- _REQUIRED ACTION_: Find the string "grey" in the entries and copy each line that has it.

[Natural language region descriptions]
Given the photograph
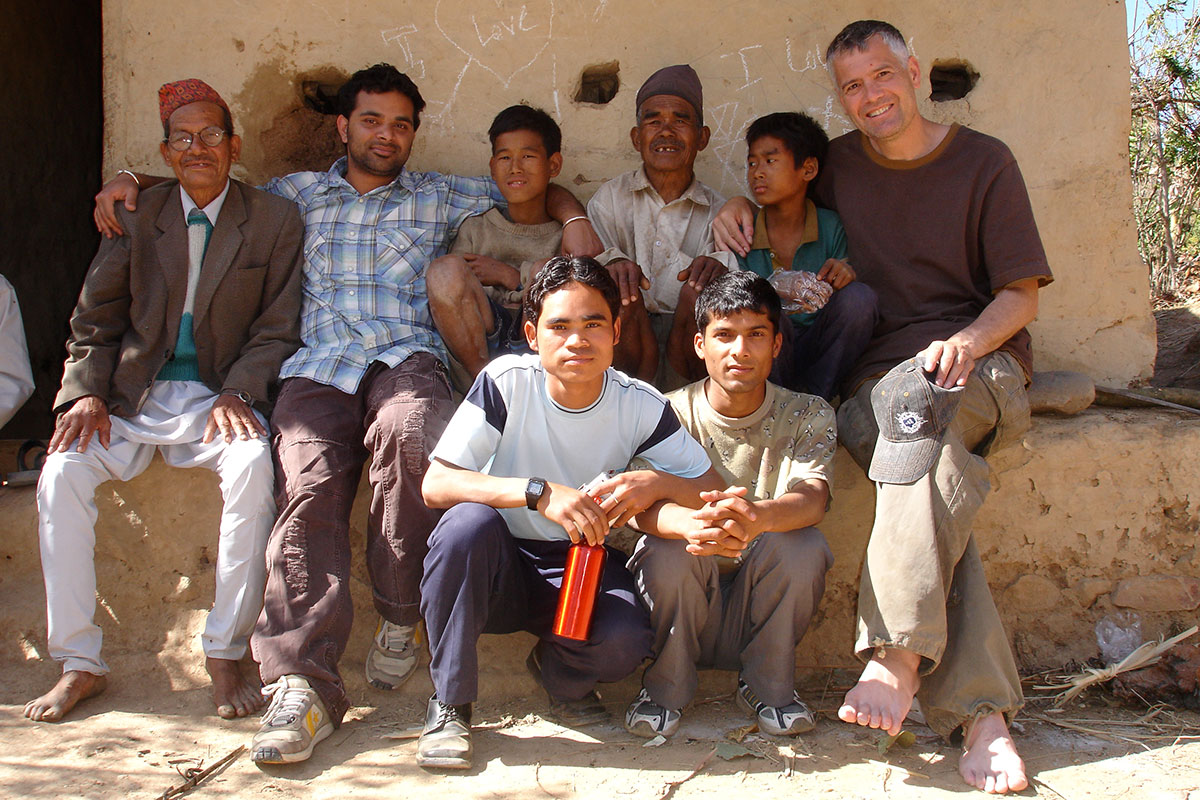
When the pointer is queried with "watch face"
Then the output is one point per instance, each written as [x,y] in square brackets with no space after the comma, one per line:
[534,489]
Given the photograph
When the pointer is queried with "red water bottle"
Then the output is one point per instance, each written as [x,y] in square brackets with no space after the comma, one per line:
[577,596]
[581,579]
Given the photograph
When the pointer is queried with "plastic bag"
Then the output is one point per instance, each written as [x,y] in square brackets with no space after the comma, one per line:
[1119,635]
[799,290]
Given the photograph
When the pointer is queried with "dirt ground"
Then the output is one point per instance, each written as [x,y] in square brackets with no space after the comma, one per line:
[133,740]
[1179,347]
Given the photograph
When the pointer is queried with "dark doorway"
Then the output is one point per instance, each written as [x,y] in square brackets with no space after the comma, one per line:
[53,126]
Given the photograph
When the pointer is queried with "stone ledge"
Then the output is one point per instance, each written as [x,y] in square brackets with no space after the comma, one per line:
[1087,515]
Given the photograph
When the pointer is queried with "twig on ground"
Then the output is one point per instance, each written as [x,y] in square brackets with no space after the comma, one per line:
[673,786]
[1047,785]
[1144,656]
[894,767]
[537,777]
[196,776]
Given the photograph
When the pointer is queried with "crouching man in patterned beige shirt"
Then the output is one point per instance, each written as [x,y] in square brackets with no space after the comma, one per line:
[733,583]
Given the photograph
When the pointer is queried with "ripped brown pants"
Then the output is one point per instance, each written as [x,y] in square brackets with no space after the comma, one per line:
[322,438]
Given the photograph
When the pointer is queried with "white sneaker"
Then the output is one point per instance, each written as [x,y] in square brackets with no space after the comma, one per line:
[293,723]
[394,655]
[778,721]
[646,717]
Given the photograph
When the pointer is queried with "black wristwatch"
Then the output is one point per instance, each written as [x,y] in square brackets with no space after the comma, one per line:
[240,395]
[534,489]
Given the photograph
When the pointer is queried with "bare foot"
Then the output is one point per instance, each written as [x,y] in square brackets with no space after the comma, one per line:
[989,758]
[883,693]
[73,686]
[231,692]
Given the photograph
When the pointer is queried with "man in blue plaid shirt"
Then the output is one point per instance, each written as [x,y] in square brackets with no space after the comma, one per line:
[369,382]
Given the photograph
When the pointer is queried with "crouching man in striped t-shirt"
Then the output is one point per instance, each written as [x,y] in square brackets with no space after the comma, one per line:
[529,432]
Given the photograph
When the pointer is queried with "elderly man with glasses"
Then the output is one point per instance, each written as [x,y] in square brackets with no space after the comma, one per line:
[175,346]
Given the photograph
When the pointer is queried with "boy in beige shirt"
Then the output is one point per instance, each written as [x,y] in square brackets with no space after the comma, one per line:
[475,290]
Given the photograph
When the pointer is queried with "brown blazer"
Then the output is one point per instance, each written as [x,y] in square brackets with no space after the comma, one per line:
[246,313]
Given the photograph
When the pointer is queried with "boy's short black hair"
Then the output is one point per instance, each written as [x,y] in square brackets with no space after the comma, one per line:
[733,292]
[562,270]
[377,80]
[802,134]
[527,118]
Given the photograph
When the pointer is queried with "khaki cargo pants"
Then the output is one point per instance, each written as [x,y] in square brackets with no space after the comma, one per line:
[923,585]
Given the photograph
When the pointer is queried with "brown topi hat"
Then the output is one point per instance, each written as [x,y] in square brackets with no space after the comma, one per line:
[679,80]
[178,94]
[913,414]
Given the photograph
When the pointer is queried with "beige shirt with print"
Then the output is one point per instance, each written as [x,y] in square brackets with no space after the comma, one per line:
[522,247]
[663,238]
[791,438]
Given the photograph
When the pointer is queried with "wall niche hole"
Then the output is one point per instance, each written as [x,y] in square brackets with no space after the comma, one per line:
[599,83]
[951,79]
[321,97]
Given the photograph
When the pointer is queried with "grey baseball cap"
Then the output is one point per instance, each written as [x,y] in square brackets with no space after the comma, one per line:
[912,413]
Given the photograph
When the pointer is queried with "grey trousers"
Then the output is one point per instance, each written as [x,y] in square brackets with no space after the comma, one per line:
[923,585]
[749,620]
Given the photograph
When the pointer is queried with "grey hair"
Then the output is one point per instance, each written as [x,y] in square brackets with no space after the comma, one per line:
[857,35]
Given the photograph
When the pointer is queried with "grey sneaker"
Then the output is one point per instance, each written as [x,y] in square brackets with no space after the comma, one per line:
[779,721]
[394,655]
[445,740]
[293,723]
[646,717]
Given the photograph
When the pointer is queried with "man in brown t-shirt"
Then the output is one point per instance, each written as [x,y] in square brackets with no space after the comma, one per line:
[940,224]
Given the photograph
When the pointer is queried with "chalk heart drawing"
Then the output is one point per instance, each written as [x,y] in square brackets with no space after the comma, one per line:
[502,36]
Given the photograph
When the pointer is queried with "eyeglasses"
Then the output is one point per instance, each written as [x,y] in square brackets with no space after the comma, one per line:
[183,140]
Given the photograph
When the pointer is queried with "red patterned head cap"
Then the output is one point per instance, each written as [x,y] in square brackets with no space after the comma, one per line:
[180,92]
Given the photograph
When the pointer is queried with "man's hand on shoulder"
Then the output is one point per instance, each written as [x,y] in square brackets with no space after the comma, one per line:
[629,278]
[837,274]
[492,272]
[733,226]
[87,416]
[577,513]
[702,270]
[232,419]
[580,239]
[120,188]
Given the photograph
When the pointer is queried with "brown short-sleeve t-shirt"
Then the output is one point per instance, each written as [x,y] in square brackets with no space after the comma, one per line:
[935,238]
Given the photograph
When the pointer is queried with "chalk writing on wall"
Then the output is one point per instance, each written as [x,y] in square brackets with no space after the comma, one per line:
[399,36]
[504,37]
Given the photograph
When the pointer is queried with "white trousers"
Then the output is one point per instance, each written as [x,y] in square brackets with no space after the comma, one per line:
[172,421]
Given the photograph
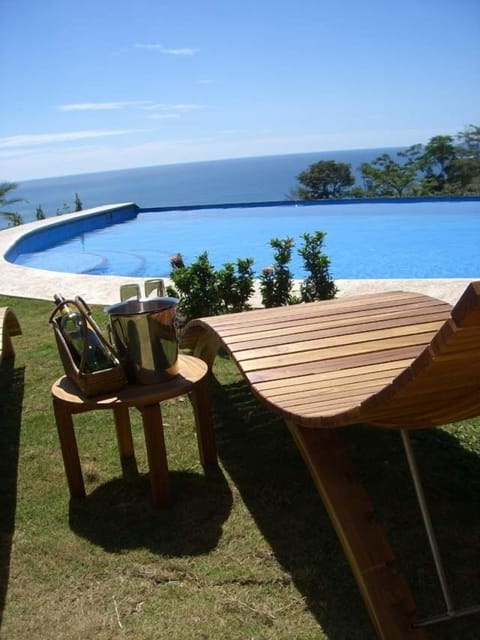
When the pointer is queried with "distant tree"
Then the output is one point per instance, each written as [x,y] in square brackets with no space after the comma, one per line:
[469,140]
[78,203]
[464,174]
[386,177]
[14,218]
[324,180]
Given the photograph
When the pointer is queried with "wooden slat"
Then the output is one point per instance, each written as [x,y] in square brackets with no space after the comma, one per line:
[394,360]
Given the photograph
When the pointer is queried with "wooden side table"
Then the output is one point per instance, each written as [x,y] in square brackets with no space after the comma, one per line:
[68,400]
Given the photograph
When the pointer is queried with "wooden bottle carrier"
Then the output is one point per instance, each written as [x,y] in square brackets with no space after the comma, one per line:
[90,383]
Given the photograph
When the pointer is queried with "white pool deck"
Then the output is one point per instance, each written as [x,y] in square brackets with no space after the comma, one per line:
[25,282]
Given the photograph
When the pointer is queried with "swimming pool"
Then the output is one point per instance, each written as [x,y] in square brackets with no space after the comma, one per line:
[381,239]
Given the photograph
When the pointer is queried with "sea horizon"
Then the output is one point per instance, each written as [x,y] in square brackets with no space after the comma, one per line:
[240,180]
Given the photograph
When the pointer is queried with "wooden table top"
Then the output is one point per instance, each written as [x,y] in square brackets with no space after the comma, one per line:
[315,362]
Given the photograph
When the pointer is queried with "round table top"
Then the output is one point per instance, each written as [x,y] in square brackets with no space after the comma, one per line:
[191,371]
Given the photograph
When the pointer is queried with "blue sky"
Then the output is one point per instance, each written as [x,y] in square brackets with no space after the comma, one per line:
[108,84]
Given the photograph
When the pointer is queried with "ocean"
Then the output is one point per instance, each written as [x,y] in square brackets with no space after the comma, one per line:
[258,179]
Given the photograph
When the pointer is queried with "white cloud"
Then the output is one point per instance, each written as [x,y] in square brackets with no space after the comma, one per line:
[35,139]
[164,116]
[183,51]
[101,106]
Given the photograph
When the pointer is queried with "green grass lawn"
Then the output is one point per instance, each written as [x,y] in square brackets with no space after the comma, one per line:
[245,552]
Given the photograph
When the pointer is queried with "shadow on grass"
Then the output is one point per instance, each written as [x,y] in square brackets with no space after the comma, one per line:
[11,400]
[258,453]
[119,515]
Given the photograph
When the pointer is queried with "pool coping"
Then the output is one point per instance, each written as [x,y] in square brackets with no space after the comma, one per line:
[26,282]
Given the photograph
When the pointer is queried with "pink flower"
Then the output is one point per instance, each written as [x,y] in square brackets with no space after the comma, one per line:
[176,260]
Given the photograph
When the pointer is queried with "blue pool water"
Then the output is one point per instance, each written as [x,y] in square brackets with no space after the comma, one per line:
[427,239]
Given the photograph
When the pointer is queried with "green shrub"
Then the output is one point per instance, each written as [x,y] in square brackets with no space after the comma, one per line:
[276,282]
[203,291]
[318,285]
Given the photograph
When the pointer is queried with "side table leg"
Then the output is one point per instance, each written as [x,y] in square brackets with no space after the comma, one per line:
[68,445]
[156,454]
[125,440]
[207,447]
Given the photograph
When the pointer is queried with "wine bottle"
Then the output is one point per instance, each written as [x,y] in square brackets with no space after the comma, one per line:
[83,342]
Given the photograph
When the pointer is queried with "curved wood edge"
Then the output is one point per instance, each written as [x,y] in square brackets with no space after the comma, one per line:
[201,340]
[386,594]
[9,326]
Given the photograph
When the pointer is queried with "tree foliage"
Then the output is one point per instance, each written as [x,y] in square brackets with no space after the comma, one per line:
[325,179]
[445,165]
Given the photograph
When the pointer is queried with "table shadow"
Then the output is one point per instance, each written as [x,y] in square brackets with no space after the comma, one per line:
[259,455]
[12,383]
[119,515]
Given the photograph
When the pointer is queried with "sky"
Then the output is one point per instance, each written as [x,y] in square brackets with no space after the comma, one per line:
[99,85]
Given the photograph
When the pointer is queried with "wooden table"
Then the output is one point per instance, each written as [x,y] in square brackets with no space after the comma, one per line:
[395,360]
[68,400]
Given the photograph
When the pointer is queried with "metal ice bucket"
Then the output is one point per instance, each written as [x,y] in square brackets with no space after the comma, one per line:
[145,335]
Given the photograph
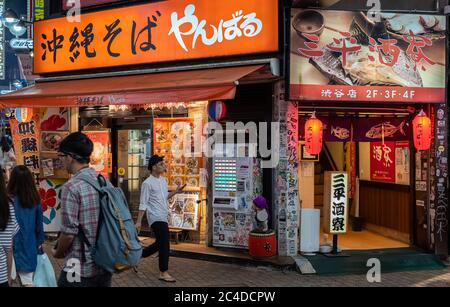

- _RESULT OF THE TASK_:
When the pointer is queried with "grey baseball cap"
When the pointer is queried with "grey trousers"
When the pointer is queried with "grey hair"
When the pointer is queried with "grey sneaker"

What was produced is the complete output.